About this exercise =>
Reproduce the listing below word for word, from its first line up to and including the line containing "box: [694, 433, 750, 484]", and nothing more.

The data =>
*** Block opens ***

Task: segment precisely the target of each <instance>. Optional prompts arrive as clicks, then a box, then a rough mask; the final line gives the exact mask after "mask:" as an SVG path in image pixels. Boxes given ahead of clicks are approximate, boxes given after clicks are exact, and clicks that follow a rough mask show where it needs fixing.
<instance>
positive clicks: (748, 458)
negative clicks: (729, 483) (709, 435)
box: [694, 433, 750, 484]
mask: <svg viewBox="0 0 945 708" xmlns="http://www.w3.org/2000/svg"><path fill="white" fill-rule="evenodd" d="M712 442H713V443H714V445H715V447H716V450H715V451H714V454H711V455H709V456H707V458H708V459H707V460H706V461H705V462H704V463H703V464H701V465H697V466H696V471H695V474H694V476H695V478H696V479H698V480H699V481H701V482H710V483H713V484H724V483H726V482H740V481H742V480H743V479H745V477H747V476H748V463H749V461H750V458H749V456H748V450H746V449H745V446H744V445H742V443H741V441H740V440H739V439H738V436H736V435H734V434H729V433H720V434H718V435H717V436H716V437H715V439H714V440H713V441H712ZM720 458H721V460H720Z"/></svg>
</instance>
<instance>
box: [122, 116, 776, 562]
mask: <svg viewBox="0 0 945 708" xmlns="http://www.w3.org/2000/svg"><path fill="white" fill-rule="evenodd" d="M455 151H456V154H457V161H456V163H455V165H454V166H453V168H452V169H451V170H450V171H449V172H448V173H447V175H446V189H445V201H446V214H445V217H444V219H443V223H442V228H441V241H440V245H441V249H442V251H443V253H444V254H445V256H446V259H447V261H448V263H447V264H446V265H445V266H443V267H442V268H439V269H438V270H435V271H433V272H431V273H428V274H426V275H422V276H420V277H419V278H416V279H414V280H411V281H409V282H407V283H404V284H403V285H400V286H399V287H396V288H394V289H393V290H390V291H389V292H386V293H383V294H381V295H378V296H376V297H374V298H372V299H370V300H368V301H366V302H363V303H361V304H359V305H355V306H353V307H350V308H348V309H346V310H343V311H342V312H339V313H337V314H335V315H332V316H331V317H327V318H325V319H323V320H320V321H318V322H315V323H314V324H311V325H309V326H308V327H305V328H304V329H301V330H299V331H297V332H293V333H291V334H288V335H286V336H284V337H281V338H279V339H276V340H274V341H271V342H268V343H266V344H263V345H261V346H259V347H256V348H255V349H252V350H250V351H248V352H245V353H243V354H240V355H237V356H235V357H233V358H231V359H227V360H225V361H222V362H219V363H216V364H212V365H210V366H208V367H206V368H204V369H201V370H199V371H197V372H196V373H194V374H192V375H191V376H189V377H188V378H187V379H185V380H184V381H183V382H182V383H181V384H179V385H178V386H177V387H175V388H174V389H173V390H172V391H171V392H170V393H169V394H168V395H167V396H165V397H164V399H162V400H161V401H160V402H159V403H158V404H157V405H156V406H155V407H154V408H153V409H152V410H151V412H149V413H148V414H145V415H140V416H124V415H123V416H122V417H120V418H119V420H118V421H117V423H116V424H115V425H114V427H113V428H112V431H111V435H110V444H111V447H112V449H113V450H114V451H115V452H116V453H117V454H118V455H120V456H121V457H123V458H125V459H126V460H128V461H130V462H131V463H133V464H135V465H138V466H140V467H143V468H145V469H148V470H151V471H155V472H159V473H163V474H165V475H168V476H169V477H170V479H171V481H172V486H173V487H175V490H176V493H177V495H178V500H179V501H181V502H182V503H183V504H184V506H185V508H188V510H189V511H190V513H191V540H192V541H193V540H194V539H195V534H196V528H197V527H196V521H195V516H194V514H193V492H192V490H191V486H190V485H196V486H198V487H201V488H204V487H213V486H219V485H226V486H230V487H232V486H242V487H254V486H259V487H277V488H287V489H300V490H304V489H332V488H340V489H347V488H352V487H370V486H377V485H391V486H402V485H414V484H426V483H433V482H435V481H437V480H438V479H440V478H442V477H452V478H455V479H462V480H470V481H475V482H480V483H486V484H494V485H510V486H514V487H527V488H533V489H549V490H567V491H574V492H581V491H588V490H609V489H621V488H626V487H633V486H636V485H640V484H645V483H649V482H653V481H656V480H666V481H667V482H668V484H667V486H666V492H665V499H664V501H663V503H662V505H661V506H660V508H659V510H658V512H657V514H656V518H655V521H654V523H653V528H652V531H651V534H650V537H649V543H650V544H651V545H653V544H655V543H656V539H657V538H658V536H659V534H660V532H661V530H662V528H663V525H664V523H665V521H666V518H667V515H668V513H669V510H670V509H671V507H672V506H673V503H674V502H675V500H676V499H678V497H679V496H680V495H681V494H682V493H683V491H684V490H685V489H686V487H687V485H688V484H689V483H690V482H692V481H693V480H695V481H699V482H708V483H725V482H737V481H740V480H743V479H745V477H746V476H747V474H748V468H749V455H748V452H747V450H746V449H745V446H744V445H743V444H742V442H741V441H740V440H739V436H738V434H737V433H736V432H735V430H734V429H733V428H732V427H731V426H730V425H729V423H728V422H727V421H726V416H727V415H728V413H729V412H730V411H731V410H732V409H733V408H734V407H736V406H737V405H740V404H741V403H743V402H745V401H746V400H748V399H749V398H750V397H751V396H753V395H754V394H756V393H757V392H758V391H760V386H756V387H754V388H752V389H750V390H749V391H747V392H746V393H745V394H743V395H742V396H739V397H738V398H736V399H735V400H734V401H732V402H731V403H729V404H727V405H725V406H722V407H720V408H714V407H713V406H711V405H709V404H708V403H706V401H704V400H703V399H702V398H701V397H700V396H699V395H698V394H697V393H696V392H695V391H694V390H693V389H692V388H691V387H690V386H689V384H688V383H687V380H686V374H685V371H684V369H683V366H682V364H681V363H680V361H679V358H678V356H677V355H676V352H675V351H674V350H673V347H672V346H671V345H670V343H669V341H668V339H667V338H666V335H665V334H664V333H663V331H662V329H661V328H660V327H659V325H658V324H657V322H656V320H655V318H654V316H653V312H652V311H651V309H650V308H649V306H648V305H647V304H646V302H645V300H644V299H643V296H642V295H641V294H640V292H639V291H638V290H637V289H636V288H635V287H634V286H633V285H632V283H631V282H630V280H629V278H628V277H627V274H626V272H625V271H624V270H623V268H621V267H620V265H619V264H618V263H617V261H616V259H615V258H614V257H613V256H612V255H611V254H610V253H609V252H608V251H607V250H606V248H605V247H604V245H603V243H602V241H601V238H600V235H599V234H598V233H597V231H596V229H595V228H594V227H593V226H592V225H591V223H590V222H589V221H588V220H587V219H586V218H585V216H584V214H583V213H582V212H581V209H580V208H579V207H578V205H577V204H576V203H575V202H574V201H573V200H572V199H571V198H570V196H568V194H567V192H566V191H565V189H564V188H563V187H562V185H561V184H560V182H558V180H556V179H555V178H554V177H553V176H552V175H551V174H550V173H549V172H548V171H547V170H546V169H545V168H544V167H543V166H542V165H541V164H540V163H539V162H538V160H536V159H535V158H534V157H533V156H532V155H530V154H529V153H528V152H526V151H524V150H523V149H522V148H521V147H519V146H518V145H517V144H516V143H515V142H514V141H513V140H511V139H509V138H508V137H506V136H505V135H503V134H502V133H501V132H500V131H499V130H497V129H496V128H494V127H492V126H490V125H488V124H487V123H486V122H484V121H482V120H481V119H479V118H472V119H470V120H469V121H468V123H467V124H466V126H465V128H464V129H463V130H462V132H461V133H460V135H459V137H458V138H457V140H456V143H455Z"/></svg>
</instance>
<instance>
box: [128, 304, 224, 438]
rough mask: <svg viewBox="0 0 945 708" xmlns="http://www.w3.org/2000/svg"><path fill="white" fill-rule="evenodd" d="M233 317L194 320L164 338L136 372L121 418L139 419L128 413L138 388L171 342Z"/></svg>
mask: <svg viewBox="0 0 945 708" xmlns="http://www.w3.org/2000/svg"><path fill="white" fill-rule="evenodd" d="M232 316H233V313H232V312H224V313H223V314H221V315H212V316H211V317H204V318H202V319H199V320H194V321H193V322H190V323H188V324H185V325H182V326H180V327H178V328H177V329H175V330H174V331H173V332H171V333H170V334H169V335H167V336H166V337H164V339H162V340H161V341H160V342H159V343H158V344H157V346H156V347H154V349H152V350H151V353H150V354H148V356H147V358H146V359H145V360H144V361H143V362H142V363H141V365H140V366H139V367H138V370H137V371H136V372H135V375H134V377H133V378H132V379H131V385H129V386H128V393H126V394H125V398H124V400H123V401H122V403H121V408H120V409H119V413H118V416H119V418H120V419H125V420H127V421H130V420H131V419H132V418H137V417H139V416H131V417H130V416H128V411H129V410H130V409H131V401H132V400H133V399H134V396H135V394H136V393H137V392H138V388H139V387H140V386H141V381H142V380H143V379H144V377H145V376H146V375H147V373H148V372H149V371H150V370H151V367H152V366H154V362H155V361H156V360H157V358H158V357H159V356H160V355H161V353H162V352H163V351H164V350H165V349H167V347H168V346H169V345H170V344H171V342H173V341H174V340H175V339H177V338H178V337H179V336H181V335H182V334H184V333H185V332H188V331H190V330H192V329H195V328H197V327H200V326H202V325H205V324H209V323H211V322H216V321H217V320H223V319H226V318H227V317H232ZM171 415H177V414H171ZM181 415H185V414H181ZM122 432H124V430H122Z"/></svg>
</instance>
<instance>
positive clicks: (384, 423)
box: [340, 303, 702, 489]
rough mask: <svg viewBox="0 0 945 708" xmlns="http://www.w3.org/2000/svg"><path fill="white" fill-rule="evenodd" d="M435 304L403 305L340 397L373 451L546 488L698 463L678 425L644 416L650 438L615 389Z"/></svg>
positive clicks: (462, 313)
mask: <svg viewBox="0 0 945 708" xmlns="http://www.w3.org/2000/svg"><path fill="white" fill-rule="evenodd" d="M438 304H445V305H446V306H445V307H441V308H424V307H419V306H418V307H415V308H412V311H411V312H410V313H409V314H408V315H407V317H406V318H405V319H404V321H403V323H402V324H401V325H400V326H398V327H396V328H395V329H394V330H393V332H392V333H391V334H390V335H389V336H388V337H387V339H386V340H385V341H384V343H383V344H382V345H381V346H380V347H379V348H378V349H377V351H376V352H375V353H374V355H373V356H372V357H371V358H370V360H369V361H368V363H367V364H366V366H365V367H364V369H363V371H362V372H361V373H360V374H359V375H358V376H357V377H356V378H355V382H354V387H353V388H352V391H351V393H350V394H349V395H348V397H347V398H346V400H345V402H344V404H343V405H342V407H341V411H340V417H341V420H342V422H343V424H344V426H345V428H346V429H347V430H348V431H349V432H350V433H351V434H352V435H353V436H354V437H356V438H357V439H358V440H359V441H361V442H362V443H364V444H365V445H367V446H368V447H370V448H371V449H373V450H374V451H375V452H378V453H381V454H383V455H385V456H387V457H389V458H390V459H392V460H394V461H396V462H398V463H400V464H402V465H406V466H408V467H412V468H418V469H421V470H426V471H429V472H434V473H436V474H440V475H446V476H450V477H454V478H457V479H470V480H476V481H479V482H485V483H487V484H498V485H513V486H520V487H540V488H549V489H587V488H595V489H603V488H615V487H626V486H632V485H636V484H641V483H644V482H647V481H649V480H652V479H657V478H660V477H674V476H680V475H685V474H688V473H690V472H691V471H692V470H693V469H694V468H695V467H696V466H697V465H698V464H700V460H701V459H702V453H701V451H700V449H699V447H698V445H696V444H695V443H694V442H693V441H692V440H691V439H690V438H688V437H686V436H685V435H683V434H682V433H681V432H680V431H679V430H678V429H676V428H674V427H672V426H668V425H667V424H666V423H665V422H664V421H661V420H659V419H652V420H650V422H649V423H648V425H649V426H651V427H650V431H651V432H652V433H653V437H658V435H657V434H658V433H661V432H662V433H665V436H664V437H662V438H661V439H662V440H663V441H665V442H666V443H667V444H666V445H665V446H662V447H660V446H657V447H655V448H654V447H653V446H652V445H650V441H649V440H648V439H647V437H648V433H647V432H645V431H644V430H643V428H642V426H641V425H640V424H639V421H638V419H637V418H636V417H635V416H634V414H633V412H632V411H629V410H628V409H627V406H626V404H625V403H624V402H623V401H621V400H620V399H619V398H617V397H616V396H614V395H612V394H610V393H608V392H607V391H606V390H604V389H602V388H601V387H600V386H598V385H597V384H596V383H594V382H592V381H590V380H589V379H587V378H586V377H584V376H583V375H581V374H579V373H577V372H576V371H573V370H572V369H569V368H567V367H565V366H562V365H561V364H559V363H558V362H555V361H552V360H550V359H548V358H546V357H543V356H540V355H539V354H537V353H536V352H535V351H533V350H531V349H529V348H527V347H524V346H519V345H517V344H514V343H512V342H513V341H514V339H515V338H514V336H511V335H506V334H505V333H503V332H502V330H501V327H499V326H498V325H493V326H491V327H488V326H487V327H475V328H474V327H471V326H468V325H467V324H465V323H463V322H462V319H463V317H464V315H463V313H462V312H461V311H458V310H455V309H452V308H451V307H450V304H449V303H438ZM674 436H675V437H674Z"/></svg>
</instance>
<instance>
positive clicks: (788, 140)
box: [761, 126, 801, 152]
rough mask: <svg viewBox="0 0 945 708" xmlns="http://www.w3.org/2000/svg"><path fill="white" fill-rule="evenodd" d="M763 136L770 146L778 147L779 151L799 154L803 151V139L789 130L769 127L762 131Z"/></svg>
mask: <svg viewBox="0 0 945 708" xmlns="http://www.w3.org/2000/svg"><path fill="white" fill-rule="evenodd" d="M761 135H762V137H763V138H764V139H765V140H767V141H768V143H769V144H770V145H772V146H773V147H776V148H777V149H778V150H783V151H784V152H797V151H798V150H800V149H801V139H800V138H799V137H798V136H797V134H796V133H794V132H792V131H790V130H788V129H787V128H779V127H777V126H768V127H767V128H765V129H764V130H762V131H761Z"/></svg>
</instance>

*** Block closes ***

Exercise response =>
Task: segment precisely the target of each <instance>. Optional prompts arrive as clicks, then a box, then a rough mask; the final line gives the exact mask after "mask:" as an SVG path in image pixels. Boxes given ahead of clicks are approximate, boxes given after clicks are exact, and clicks that follow a rough mask show where it needs fixing.
<instance>
positive clicks: (748, 458)
negative clicks: (729, 483) (709, 435)
box: [694, 433, 750, 484]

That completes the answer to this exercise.